YOUR INSTRUCTIONS: The records must be returned word for word.

(Saved entries)
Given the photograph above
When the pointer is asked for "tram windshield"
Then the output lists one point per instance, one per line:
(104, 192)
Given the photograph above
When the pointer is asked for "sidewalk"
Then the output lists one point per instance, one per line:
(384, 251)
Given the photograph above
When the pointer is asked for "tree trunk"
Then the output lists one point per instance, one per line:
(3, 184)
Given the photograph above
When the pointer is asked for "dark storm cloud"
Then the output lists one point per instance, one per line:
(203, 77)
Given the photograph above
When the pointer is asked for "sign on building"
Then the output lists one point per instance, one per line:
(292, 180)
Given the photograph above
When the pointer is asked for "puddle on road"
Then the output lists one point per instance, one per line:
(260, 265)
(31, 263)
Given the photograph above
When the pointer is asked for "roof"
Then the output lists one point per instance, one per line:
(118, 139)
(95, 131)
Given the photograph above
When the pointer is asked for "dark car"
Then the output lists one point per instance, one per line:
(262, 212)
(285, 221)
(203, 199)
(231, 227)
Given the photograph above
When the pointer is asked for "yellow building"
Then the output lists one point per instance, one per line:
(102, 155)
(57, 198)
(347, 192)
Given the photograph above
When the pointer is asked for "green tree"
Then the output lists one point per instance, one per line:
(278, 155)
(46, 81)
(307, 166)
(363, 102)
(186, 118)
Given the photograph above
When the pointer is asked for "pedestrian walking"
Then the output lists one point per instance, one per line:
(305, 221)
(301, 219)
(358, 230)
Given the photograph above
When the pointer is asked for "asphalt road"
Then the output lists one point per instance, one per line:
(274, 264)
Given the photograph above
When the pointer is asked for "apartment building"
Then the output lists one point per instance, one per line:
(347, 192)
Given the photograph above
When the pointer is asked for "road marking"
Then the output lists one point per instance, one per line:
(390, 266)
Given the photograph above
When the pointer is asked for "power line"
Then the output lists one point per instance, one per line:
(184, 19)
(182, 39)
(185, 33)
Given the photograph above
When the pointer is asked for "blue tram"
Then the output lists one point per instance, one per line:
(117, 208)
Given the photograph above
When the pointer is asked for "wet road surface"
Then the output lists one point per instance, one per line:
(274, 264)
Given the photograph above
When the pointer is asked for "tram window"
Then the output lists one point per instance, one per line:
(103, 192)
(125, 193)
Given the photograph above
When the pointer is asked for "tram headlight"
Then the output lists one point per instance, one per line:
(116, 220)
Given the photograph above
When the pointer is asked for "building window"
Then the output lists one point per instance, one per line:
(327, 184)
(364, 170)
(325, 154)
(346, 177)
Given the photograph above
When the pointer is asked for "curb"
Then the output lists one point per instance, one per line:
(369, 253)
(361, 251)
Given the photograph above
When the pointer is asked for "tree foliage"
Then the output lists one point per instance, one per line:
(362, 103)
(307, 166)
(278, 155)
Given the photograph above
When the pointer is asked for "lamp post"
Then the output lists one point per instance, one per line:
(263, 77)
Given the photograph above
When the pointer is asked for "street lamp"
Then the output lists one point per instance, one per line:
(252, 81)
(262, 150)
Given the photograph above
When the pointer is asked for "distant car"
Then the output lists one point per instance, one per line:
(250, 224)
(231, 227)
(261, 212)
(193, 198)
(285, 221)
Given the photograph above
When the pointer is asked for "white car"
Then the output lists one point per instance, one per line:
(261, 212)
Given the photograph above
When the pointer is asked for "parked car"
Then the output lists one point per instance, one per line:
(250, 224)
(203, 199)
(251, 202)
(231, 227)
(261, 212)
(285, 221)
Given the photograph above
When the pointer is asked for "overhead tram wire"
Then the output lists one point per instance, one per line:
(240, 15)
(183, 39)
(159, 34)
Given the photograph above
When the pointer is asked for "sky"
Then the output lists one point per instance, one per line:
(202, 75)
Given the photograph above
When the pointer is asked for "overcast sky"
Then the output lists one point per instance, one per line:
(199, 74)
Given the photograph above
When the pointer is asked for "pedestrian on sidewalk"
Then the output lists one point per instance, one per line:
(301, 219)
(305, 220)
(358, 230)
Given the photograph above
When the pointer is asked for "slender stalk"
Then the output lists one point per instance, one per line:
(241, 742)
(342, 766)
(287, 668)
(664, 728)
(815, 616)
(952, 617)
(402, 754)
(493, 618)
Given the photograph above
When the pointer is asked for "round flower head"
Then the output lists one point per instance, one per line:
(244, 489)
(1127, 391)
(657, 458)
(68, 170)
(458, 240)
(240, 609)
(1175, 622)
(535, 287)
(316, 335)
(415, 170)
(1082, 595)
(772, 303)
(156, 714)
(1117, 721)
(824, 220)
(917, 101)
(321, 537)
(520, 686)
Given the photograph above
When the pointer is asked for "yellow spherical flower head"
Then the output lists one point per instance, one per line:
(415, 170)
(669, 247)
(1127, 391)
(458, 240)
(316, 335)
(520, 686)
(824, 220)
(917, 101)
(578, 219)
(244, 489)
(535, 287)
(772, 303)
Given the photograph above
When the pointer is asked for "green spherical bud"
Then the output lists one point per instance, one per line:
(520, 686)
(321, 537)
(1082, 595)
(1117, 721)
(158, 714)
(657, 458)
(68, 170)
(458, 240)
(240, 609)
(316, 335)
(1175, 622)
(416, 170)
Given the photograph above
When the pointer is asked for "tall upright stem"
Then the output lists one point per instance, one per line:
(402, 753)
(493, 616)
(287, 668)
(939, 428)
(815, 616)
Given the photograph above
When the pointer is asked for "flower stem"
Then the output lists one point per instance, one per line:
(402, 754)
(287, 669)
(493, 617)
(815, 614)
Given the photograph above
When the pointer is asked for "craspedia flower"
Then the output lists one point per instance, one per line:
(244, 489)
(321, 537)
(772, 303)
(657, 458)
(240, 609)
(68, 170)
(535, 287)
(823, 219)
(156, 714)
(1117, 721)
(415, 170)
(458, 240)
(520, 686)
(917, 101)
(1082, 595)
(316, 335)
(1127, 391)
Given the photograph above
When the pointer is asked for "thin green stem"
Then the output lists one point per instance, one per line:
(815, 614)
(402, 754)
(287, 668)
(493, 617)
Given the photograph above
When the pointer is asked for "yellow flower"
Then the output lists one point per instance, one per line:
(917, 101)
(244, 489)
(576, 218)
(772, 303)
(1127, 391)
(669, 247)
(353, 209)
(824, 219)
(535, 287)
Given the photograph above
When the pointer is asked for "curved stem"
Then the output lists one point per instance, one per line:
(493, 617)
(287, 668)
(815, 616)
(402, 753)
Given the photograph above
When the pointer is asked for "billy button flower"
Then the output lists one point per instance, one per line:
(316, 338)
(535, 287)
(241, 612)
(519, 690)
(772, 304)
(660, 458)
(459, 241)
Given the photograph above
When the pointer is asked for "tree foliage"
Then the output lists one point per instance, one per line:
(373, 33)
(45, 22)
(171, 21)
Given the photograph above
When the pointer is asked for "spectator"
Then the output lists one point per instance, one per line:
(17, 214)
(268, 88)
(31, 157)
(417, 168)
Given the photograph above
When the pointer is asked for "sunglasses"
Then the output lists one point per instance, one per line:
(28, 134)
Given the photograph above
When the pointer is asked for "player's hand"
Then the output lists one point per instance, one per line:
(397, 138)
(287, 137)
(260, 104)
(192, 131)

EXPECTED OUTPUT:
Given the photograph above
When the pointer is asked for "tram windshield"
Then the output lists one point per instance, one per line:
(104, 192)
Given the photograph above
When the pointer is asked for "sidewalk"
Then the output lists one point per instance, one per line:
(384, 251)
Given the photograph above
When the pointer is asked for "tree trunk"
Then the output lists one point per instance, one per line:
(3, 184)
Given the photograph above
When the pointer is asked for "dark storm cloud"
Then the output lists one point per instance, one per line:
(203, 77)
Given the photograph above
When the pointer is asked for "sign on building"
Then the output lists one point per instance, one per line:
(292, 180)
Given the photograph above
When the pointer is asked for "puddle on road"
Then the output lists one point per instance, one per line:
(260, 265)
(31, 263)
Given the photograph above
When the pointer is asked for "roof"
Then the output lists one point per instance, one per line:
(118, 139)
(95, 131)
Given the photograph above
When the pointer is asked for "dark car"
Then the output lists one point per instance, one per line:
(262, 212)
(285, 221)
(203, 199)
(231, 227)
Given the photograph above
When the pointer is asked for "yellow building"
Then the output lists one point per instance, one per line:
(102, 155)
(57, 198)
(347, 192)
Given the photograph above
When the pointer is asked for "green tree"
Then the output lists one point per instance, one per line:
(278, 155)
(46, 81)
(307, 166)
(363, 102)
(186, 118)
Given the photograph above
When the pointer is asked for "pedestrian walking"
Then the output lists one point per instance, one per line:
(305, 221)
(301, 219)
(358, 230)
Given the photograph above
When the pointer is asked for "asphalt road"
Then the output lists one point per instance, one per line:
(274, 264)
Given the photograph above
When the pointer is asked for "apartment building"
Then the output lists one point per instance, one per line:
(347, 192)
Given the photograph above
When the pointer is asked for "road marking"
Then the output lists one point per instance, one per line:
(390, 266)
Given the photograph above
When the pointer is asked for "power line"
Then the output lists one point per instance, one per line:
(184, 19)
(182, 39)
(185, 33)
Given the photograph above
When the pointer is asked for "blue tram"
Then the output lists one point per instance, one per line:
(117, 208)
Given the photograph above
When the pointer is asked for "wet road surface"
Then the output lists one point per instance, one per line:
(274, 264)
Given the photograph above
When the pointer is asked for "tram window"
Then the output lists one point per instance, one per line:
(103, 192)
(125, 193)
Given the photograph above
When the pointer is asked for "tram headlight"
Then the output lists one point per instance, one per line:
(116, 220)
Given the photograph above
When the pointer is asked for "building window"
Then the output lists one point per instance, one per line:
(327, 184)
(364, 170)
(325, 154)
(346, 177)
Given the photograph above
When the pointer is asked for "curb"
Then the output lists one point per instance, one per line:
(369, 253)
(361, 251)
Given the photograph above
When the pointer is asked for "tree foliage"
Then the output lists one point per instance, one per line:
(362, 103)
(307, 166)
(278, 155)
Given the photograph above
When the pointer is asked for "lamp post"
Then the output lists one point per instance, one per line:
(263, 77)
Given the photograph above
When the pointer is asked for "street lamp"
Then the output lists one point per instance, one per line:
(252, 81)
(262, 150)
Given the photograph above
When the pointer is asked for "distant car"
Then the output lists one point per instance, one per line:
(250, 224)
(231, 227)
(261, 212)
(193, 198)
(285, 221)
Given the photograph above
When the pointer is asked for "white car"
Then the output lists one point per instance, one per line:
(261, 212)
Given the photograph above
When the pointer is asked for "parked car"
Then the output lists one point per instance, one per line:
(250, 224)
(203, 199)
(251, 202)
(231, 227)
(261, 212)
(285, 221)
Given the photograph above
When the pointer is asked for "overhead tram wire"
Then the output lists one point per instance, one per line:
(240, 15)
(183, 39)
(159, 34)
Given the photograph above
When the pointer is asked for "sky"
Then the output lists one point per instance, one per line:
(202, 75)
Given the photograph above
When the pointer is asked for "overcast sky"
Then the output lists one point per instance, one per line:
(199, 74)
Given the photograph above
When the pointer is asked for "pedestrian on sidewalk"
Then the output lists one point per instance, one per line:
(301, 219)
(305, 220)
(358, 230)
Given the photograph above
When the pointer is asked for "slender stalk"
Then the output lists one point per instance, one per line:
(241, 742)
(342, 766)
(287, 668)
(664, 728)
(815, 616)
(952, 617)
(402, 754)
(493, 618)
Given the photograph above
When the pointer is asked for "round flower head"
Then the output lists one point per instance, one per line:
(244, 489)
(1127, 391)
(657, 458)
(68, 170)
(458, 240)
(240, 609)
(1175, 622)
(535, 287)
(316, 335)
(415, 170)
(1082, 595)
(772, 303)
(156, 714)
(1117, 721)
(824, 220)
(917, 101)
(321, 537)
(520, 686)
Given the photograph above
When the pointer is asked for "yellow spherical flower head"
Then the output lists one point per instance, one per line:
(415, 170)
(669, 247)
(1127, 391)
(458, 240)
(316, 335)
(520, 686)
(824, 220)
(917, 101)
(578, 219)
(244, 489)
(535, 287)
(772, 303)
Given the photograph above
When the pointer is asked for "green spherical bud"
Then the output lists one point per instance, one per line:
(520, 686)
(321, 537)
(1082, 595)
(1117, 721)
(158, 714)
(657, 458)
(68, 170)
(458, 240)
(240, 609)
(316, 335)
(1175, 622)
(416, 170)
Given the photograph above
When the pointer is asked for "tall upright stem"
Then the output lists one point per instance, one per line:
(402, 753)
(493, 616)
(287, 668)
(939, 428)
(815, 616)
Given the photograph above
When the pointer is asked for "flower stem"
Then the output lists one point per instance, one per line:
(402, 754)
(287, 669)
(493, 617)
(815, 614)
Given the photograph above
When the pointer is asked for "craspedia flower"
Then the output lists one point per instance, one per line:
(244, 489)
(321, 537)
(772, 303)
(657, 458)
(240, 609)
(68, 170)
(535, 287)
(823, 219)
(156, 714)
(1117, 721)
(415, 170)
(458, 240)
(520, 686)
(917, 101)
(1082, 595)
(316, 335)
(1127, 391)
Given the photograph above
When the pointer is asked for "thin green stem"
Then the output lists one point per instance, one per line:
(815, 614)
(402, 754)
(287, 668)
(493, 617)
Given the photograph above
When the pointer is asked for "yellow flower"
Then the output lists one point per instance, one per line:
(917, 101)
(244, 489)
(576, 218)
(772, 303)
(1127, 391)
(669, 247)
(353, 209)
(824, 219)
(535, 287)
Given the photograph above
When the pointer is asked for "curved stem"
Then the output lists one point per instance, one per line:
(493, 617)
(287, 668)
(815, 616)
(402, 753)
Given the photograph above
When the pointer is asked for "billy button flower"
Then the output lists one point per instance, one per line:
(316, 338)
(535, 287)
(241, 612)
(519, 690)
(772, 304)
(660, 458)
(459, 241)
Given the photograph above
When the pointer is asked for "tree foliage"
Then the output lists one point per instance, one per line:
(373, 33)
(45, 22)
(171, 21)
Given the photograph above
When the pointer is asked for "spectator"
Then the output lists one point per instance, one per line:
(17, 214)
(268, 88)
(31, 157)
(417, 168)
Given the photograph above
When the pointer is asked for "sunglasses"
Then the output lists one point per instance, one per line:
(28, 134)
Given the photograph above
When the pointer is asked for "player's hand"
Then the output lists one point per instance, one per line:
(397, 138)
(287, 137)
(260, 104)
(192, 131)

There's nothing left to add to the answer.